*Source records*.
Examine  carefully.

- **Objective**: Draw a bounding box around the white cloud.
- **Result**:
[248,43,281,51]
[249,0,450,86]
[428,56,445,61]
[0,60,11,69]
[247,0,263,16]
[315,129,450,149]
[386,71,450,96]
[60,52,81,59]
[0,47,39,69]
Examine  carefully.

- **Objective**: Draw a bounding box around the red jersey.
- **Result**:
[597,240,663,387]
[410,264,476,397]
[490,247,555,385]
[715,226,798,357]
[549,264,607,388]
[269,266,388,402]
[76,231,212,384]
---
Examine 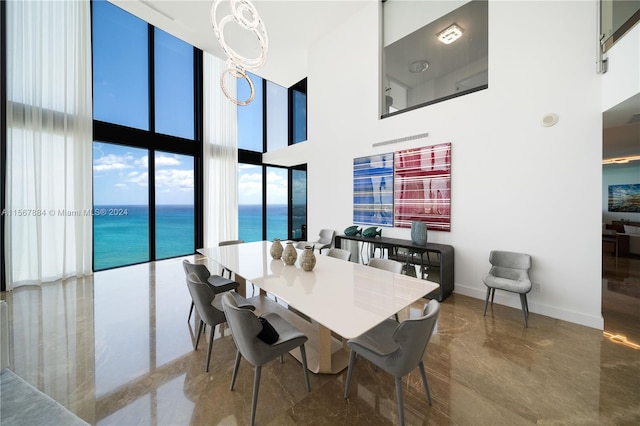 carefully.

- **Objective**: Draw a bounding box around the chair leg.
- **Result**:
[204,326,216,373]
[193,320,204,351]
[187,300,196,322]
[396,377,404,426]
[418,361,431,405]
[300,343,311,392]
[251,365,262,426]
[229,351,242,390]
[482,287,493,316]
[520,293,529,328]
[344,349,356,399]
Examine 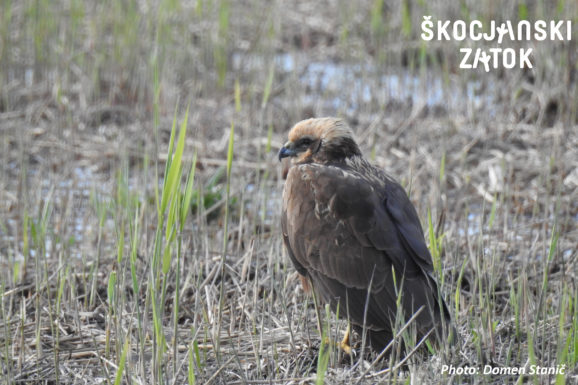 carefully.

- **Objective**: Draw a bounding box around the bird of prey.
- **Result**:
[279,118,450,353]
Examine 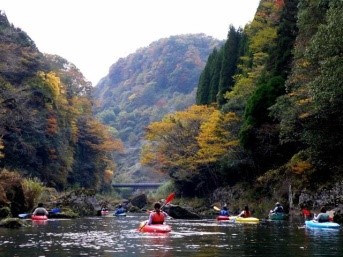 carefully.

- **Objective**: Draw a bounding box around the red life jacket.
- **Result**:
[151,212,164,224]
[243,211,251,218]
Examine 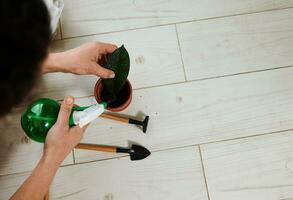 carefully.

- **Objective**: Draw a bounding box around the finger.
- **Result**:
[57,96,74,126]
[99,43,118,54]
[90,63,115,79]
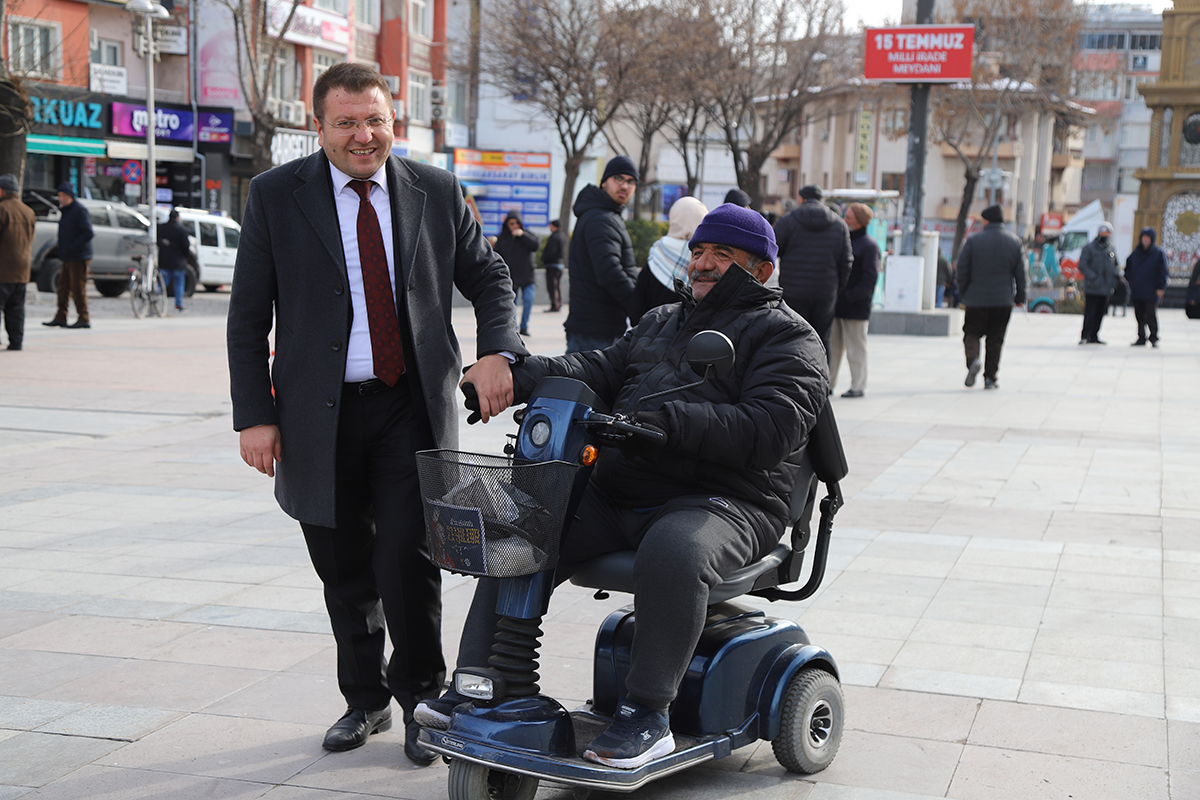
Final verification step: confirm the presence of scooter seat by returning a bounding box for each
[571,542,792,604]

*Exercise goal*.
Repeat the records from the line containing "Final verification step: confirm" through the line containing "[571,542,792,604]", reproducing both of those lines and everything between them word for word.

*Solution to this task*.
Final verification step: confirm the presence of scooter seat by returning a bounding box for each
[571,542,792,604]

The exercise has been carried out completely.